--- RECORDS TO PROCESS Enclosed Below ---

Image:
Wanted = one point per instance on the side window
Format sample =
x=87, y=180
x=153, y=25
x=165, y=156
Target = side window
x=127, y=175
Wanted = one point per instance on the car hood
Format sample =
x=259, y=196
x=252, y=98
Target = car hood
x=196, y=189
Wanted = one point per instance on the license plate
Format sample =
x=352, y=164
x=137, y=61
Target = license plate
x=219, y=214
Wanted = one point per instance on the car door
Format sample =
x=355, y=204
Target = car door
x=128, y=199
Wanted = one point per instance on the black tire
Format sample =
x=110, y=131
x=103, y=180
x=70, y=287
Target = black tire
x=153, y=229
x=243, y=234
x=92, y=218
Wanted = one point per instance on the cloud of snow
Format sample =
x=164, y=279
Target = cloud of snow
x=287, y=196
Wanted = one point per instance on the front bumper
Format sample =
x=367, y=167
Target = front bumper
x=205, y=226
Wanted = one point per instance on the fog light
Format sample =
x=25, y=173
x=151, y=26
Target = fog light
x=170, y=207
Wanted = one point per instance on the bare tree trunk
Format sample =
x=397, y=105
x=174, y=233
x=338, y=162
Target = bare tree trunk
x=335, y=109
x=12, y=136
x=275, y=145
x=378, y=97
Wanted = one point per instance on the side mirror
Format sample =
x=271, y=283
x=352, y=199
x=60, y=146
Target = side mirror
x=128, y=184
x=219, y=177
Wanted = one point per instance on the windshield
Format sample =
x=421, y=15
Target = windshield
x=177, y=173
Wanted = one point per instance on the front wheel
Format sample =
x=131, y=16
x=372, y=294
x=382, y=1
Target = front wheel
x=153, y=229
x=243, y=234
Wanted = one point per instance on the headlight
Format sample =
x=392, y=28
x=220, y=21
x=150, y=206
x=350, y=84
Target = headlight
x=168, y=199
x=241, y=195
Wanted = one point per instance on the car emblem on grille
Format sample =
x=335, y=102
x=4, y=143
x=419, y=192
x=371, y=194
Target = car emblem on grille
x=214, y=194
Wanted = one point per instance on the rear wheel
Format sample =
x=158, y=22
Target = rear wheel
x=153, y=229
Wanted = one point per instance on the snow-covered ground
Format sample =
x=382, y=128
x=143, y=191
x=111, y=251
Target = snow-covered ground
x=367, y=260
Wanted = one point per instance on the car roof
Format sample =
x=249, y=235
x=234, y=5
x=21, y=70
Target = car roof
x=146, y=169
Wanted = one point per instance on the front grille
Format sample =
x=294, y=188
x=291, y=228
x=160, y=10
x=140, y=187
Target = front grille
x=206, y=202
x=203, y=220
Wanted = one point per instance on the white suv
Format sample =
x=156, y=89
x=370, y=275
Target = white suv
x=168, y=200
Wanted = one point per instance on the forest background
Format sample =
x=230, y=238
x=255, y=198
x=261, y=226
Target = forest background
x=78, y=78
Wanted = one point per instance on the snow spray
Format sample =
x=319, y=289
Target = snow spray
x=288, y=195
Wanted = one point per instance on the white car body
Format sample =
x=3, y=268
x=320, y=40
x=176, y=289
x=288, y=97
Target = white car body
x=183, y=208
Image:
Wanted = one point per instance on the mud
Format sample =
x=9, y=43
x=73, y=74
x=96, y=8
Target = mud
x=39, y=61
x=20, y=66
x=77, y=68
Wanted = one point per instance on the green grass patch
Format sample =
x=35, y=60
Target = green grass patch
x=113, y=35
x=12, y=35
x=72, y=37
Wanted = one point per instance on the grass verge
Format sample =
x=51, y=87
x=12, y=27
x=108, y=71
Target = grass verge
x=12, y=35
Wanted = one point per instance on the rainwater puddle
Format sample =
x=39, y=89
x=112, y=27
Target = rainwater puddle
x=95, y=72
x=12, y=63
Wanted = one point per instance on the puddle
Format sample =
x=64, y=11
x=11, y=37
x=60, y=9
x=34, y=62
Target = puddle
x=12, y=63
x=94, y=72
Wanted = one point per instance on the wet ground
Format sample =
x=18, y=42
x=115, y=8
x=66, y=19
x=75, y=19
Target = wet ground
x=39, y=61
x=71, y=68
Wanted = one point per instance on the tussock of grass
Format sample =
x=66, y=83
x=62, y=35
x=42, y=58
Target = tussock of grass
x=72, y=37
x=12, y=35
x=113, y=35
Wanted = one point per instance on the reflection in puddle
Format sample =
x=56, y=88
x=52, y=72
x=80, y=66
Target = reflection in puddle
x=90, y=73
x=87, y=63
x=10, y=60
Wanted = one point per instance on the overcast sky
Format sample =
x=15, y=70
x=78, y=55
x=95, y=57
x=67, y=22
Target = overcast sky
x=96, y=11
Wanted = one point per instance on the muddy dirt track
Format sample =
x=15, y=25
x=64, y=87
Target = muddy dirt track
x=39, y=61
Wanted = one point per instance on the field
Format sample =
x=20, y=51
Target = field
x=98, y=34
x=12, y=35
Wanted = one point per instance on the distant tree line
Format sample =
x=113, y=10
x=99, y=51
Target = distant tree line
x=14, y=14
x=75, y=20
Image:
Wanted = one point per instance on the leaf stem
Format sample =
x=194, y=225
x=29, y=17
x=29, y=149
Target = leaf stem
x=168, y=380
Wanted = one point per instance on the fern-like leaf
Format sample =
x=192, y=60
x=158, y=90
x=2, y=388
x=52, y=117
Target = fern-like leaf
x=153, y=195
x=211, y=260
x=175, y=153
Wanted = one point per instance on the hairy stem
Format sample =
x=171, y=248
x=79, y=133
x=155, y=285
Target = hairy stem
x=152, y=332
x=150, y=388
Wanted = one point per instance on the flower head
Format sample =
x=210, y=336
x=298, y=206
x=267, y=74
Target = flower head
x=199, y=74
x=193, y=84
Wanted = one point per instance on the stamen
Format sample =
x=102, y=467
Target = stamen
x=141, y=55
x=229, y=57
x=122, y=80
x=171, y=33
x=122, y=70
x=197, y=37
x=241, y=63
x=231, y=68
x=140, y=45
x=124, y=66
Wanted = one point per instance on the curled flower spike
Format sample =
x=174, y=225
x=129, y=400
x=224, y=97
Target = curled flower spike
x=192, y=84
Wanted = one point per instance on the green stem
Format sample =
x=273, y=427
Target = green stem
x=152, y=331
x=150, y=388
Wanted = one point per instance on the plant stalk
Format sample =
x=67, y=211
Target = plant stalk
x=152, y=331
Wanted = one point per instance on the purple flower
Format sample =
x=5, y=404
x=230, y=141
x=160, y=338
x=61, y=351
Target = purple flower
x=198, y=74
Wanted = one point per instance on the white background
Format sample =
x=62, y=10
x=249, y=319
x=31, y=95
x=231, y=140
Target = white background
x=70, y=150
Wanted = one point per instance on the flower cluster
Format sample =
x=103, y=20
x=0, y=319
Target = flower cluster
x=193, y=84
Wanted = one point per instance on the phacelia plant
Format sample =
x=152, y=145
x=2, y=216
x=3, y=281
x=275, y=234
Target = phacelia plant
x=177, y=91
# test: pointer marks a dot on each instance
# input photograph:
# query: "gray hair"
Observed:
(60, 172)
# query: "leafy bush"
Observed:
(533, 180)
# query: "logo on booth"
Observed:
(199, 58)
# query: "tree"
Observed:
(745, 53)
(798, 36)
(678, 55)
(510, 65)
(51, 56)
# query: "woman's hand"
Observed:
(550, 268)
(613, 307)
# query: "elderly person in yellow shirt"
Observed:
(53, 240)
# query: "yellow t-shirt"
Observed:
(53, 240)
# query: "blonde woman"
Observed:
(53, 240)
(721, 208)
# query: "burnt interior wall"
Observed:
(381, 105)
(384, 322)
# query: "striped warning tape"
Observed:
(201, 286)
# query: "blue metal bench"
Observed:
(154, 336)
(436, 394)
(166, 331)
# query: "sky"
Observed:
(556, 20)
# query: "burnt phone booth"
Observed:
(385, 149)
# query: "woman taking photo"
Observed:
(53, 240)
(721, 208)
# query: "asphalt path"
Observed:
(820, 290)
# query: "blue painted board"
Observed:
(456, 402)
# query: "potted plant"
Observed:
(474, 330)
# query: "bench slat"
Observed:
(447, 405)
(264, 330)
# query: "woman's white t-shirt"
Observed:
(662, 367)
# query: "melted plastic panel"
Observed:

--- End of Enclosed RECORDS TO PROCESS ---

Using the data above, reproduce exactly the lines between those holding "Wanted = one point per instance on the fog" and "x=338, y=162", inclusive, and no others.

Wanted = one point per instance on the fog light
Format sample =
x=25, y=173
x=151, y=26
Target = fog light
x=170, y=207
Wanted = one point per instance on the bare tree trunk
Format sample =
x=397, y=105
x=174, y=233
x=338, y=162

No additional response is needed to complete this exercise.